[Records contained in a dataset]
********************
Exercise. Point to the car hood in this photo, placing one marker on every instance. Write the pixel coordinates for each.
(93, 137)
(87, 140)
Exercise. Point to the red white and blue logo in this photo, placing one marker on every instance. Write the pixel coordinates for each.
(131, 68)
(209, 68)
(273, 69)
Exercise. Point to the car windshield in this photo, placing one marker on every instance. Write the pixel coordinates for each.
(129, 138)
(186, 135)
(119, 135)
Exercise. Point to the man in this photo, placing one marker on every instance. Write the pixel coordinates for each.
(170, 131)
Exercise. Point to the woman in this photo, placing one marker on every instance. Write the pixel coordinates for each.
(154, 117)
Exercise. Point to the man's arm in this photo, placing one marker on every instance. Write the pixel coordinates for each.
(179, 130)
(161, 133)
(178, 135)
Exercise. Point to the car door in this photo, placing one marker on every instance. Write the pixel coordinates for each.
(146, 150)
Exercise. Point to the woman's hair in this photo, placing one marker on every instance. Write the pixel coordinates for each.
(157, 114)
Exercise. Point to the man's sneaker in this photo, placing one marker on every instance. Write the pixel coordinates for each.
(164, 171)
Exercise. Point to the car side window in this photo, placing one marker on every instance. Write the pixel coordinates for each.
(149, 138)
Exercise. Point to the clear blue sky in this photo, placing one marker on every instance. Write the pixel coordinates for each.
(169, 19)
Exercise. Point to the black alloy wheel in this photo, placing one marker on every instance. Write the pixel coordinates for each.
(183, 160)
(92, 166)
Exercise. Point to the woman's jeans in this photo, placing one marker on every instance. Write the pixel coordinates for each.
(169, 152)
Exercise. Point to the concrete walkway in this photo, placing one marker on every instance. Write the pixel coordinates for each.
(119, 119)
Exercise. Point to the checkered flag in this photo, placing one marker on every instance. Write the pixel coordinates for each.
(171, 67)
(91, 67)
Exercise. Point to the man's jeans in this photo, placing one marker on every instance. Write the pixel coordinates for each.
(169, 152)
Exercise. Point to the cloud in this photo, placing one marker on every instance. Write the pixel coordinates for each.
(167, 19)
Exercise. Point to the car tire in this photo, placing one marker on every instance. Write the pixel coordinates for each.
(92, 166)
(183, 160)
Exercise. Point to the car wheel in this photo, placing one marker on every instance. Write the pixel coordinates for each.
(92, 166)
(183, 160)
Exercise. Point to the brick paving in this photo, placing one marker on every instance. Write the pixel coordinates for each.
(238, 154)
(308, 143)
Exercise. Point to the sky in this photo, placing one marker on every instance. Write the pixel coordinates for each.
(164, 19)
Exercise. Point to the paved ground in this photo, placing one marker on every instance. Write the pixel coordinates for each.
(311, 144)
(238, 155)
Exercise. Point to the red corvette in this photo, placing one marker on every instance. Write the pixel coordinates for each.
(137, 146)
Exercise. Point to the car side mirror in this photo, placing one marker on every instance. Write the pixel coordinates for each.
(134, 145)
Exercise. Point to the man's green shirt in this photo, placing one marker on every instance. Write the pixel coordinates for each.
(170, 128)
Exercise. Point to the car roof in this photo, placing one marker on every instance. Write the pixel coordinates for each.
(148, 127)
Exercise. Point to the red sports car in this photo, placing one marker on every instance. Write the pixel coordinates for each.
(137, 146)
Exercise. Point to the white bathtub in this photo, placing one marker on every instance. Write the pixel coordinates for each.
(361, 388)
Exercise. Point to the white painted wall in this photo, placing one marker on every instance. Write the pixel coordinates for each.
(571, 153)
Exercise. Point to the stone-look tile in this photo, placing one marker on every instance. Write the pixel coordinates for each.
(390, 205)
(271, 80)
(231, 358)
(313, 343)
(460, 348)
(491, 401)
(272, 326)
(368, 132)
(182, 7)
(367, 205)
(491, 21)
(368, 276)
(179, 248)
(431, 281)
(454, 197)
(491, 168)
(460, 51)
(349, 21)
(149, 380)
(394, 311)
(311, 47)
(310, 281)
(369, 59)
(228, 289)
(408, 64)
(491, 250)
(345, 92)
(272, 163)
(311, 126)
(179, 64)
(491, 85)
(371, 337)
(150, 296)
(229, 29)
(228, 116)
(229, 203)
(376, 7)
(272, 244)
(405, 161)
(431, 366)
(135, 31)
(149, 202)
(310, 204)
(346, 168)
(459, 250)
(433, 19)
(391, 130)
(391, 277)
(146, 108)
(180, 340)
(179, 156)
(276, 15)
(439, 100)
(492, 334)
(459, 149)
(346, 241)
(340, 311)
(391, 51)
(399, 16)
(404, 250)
********************
• What is required:
Output every record in full, exactly as it was given.

• Exercise result:
Exercise. Point to the car hood in this photo, placing one marker on every instance. Write the pixel coordinates for each.
(93, 137)
(87, 140)
Exercise. Point to the red white and blue logo in this photo, placing one marker on every instance. Write the pixel coordinates for each.
(131, 68)
(209, 68)
(273, 69)
Exercise. Point to the car windshield in this photo, placing one marker on every instance. Write the pixel coordinates for each.
(129, 138)
(186, 135)
(119, 135)
Exercise. Point to the man in this photo, placing one marker on every instance. Write the pixel coordinates for each.
(170, 131)
Exercise. Point to the woman in this photo, placing one marker on every instance. Write the pixel coordinates for each.
(154, 117)
Exercise. Point to the man's arm in this photo, placing one marker on every instance. Write the pixel coordinates for each.
(179, 130)
(161, 133)
(178, 135)
Exercise. Point to the car door in this photo, placing one marker on every instance. Write the pixel coordinates for each.
(146, 150)
Exercise. Point to the woman's hair in this photo, placing one marker on every instance. Write the pixel coordinates for each.
(157, 114)
Exercise. Point to the man's sneaker in this photo, placing one marker on every instance. Write the pixel coordinates for each.
(164, 171)
Exercise. Point to the car side window in this photo, placing one marker on every instance. Write the pixel coordinates for each.
(149, 138)
Exercise. Point to the clear blue sky in this photo, placing one marker on every instance. Write the pixel coordinates for each.
(169, 19)
Exercise. Point to the black alloy wheel in this photo, placing one marker on every instance. Write the pixel coordinates for each.
(183, 160)
(92, 166)
Exercise. Point to the woman's jeans in this photo, placing one marker on every instance. Write the pixel coordinates for each.
(169, 152)
Exercise. Point to the concrete walkway in this photo, placing one marker on every instance. Write the pixel coordinates for each.
(119, 119)
Exercise. Point to the checkered flag in this photo, placing one marker on every instance. Write the pixel coordinates for each.
(171, 67)
(91, 67)
Exercise. Point to the man's jeans in this photo, placing one marker on every instance. Write the pixel coordinates for each.
(169, 152)
Exercise. Point to the cloud in this photo, placing one marker on every instance. Write the pixel coordinates for each.
(167, 19)
Exercise. Point to the car tire in this photo, placing one marker on every instance. Write the pixel coordinates for each.
(92, 166)
(183, 160)
Exercise. Point to the car wheel in this photo, placing one marker on every instance. Write the pixel coordinates for each.
(92, 166)
(183, 160)
Exercise. Point to the brick paving in this photo, placing one marker on every instance. Write the pixel coordinates for each.
(238, 154)
(308, 143)
Exercise. Point to the sky in this photo, placing one marker on every instance. Write the pixel coordinates for each.
(164, 19)
Exercise. Point to the paved ground in this photo, placing one marker on every instance. Write the pixel coordinates for each.
(311, 144)
(238, 155)
Exercise. Point to the red corvette in this photo, placing one marker on every instance. Write the pixel coordinates for each.
(137, 146)
Exercise. Point to the car side mirror in this photo, placing one marker on every instance. Write the pixel coordinates for each.
(134, 145)
Exercise. Point to the man's green shirt in this photo, placing one marker on every instance. Write the pixel coordinates for each.
(170, 128)
Exercise. Point to the car roof in this photo, placing one marker on every instance. Write the pixel coordinates for each.
(148, 127)
Exercise. Point to the red sports car in this photo, placing one marker on every instance. Write the pixel coordinates for each.
(137, 146)
Exercise. Point to the white bathtub in this photo, placing one marker on every instance. Write the pixel coordinates for each.
(361, 388)
Exercise. Point to the white painted wall in this photo, placing one marker on every instance. Write the pixel coordinates for each.
(571, 153)
Exercise. Point to the stone-look tile in this photo, placing one marker on every instance. Write the pixel coordinates for each.
(390, 205)
(271, 80)
(231, 358)
(313, 343)
(460, 348)
(491, 401)
(272, 326)
(368, 132)
(182, 7)
(367, 205)
(491, 21)
(368, 276)
(179, 248)
(431, 281)
(454, 197)
(491, 168)
(460, 51)
(349, 21)
(149, 380)
(394, 311)
(311, 47)
(310, 281)
(369, 59)
(228, 289)
(408, 64)
(491, 250)
(345, 92)
(272, 163)
(311, 126)
(179, 64)
(491, 85)
(371, 337)
(150, 296)
(229, 29)
(228, 116)
(229, 203)
(376, 7)
(272, 244)
(405, 161)
(431, 366)
(135, 31)
(149, 202)
(310, 204)
(346, 168)
(459, 250)
(433, 19)
(391, 130)
(391, 277)
(146, 108)
(180, 340)
(179, 156)
(276, 15)
(439, 100)
(492, 334)
(459, 149)
(346, 241)
(340, 311)
(391, 51)
(399, 16)
(404, 250)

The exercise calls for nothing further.